Goal of the exercise -> Please render each line of the items below as a Markdown table with the columns No. and Text, leaving out blank lines and the pictures.
----------------
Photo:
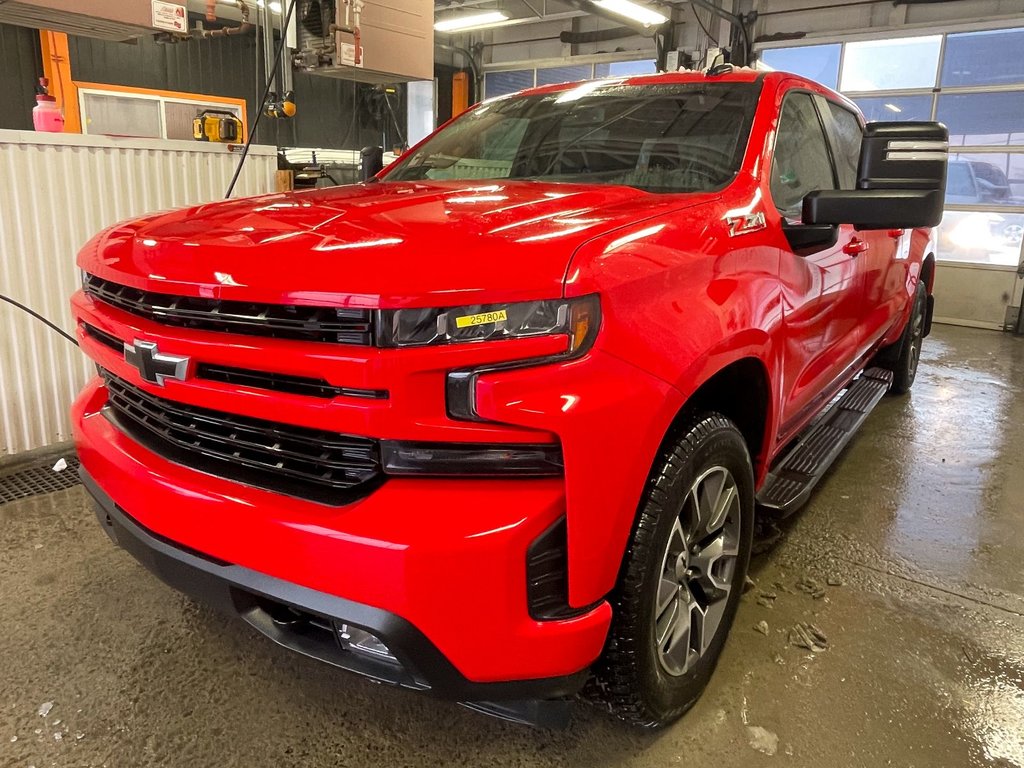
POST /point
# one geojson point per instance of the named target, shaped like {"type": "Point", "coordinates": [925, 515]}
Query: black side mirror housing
{"type": "Point", "coordinates": [371, 162]}
{"type": "Point", "coordinates": [901, 180]}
----------------
Complete answer ->
| No. | Text |
|---|---|
| 1 | Photo: |
| 2 | POST /point |
| 3 | # one geojson point per instance of the named target, shaped like {"type": "Point", "coordinates": [925, 515]} |
| 4 | Query: black side mirror housing |
| 5 | {"type": "Point", "coordinates": [371, 162]} |
| 6 | {"type": "Point", "coordinates": [901, 180]} |